● **Requirement**
Exactly repeat the line that contains "of the shallow", then every line after it up to and including the final line.

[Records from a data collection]
==============================

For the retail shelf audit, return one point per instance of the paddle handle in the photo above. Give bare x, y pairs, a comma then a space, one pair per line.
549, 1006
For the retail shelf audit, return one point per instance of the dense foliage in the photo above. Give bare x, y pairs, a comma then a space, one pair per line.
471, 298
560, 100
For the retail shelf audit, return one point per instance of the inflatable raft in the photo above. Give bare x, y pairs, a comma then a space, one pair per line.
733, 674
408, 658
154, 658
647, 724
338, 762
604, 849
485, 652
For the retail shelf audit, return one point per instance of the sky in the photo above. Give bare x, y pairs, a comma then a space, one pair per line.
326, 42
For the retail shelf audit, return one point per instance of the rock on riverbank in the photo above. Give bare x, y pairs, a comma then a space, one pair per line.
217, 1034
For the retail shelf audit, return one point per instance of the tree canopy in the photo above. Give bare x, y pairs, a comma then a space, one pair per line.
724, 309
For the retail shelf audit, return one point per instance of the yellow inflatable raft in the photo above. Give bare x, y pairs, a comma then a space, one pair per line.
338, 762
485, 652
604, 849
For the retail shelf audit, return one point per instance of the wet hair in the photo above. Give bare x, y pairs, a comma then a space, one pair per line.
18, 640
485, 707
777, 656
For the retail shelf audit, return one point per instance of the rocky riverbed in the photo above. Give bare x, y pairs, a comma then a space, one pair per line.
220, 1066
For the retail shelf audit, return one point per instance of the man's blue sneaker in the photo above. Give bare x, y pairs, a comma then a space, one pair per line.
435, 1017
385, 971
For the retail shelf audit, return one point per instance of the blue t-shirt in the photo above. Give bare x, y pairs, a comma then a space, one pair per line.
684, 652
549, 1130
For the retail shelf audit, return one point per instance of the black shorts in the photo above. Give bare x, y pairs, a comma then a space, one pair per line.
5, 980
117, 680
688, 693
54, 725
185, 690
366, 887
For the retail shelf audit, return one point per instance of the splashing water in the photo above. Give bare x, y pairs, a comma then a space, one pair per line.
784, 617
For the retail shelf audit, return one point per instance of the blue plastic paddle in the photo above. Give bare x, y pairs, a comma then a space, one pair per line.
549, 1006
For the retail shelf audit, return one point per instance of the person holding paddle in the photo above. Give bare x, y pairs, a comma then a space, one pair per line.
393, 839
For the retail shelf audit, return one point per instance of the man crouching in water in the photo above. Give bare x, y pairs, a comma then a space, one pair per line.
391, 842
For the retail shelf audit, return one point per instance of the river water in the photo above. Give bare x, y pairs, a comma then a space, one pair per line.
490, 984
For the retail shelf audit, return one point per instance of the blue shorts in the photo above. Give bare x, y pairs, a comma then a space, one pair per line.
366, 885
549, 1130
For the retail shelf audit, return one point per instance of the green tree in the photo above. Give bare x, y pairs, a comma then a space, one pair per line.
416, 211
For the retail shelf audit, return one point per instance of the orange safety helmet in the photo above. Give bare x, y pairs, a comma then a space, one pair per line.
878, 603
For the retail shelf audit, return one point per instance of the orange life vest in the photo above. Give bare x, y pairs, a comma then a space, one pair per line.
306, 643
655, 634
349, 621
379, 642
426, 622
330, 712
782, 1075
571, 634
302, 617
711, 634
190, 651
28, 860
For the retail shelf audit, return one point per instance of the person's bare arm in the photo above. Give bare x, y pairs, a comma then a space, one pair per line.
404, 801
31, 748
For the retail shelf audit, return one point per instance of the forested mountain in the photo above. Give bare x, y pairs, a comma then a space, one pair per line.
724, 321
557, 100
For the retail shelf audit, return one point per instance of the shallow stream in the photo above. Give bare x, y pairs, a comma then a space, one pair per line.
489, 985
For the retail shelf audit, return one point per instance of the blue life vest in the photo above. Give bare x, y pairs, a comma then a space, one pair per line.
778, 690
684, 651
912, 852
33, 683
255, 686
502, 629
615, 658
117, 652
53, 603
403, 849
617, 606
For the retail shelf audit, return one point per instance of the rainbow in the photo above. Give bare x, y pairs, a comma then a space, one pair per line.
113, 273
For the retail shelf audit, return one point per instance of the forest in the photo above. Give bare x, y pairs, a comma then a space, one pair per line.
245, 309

==============================

● **Correct response**
For the retail shelf audit, return one point per instance of the shallow stream in the photo above. Give bare x, y pairs, a comma then a space, one pair per line.
489, 985
For the retail shelf audit, return one point per instance of the blue life vest in the photo above. Give bare x, y pairs, a comma then a space, one pair per line.
778, 690
684, 651
912, 852
33, 683
255, 686
502, 629
615, 658
117, 652
53, 603
403, 849
617, 606
For the retail shelf audit, return one point per instance of the rainbow in the photo above. Give bare x, y pairs, a comma then a space, one pair per line.
113, 273
For the retail shelf audit, return one point per instance of the forest in the photo above. Give bare x, y pairs, a comma then a space, one pair per line.
245, 309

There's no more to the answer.